*** Begin section ***

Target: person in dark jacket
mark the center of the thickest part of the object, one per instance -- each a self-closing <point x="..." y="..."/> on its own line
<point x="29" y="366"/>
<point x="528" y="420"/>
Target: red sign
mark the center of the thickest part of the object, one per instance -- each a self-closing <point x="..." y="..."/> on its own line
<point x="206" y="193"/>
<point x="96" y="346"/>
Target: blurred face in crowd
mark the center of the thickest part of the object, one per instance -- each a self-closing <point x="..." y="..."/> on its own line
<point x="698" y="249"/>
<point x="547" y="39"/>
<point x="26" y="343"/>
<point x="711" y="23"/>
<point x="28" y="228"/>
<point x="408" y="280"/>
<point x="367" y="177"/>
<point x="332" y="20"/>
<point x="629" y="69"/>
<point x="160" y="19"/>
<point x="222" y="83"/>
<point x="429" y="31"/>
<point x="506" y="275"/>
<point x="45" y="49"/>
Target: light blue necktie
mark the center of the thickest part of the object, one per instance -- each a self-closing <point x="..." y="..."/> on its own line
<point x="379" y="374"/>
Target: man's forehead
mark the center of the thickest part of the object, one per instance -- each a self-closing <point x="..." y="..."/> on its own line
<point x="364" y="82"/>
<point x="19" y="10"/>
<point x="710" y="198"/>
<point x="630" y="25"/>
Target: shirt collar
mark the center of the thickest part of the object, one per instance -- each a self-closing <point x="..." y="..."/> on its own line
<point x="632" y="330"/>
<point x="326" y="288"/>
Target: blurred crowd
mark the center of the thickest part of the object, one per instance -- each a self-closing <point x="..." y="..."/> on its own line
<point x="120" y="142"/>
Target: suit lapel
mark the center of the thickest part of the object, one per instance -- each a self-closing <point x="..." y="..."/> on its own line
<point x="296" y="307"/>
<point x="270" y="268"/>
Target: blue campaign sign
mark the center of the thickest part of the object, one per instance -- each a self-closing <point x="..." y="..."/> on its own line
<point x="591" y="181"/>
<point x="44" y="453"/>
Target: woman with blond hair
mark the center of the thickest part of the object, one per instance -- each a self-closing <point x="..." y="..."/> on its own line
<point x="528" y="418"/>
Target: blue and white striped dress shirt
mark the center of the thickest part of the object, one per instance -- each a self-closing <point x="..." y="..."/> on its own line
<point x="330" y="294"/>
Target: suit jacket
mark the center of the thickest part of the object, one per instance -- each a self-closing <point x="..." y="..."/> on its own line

*** End section ***

▸ WORK TO COMPLETE
Pick each line holding the word "Target" out of the data and copy it.

▸ TASK ANSWER
Target: person in dark jacket
Target: red sign
Target: blurred face in crowd
Target: light blue necktie
Target: man's forehead
Target: shirt collar
Target: blurred crowd
Target: suit lapel
Target: blue campaign sign
Target: woman with blond hair
Target: blue and white striped dress shirt
Target: suit jacket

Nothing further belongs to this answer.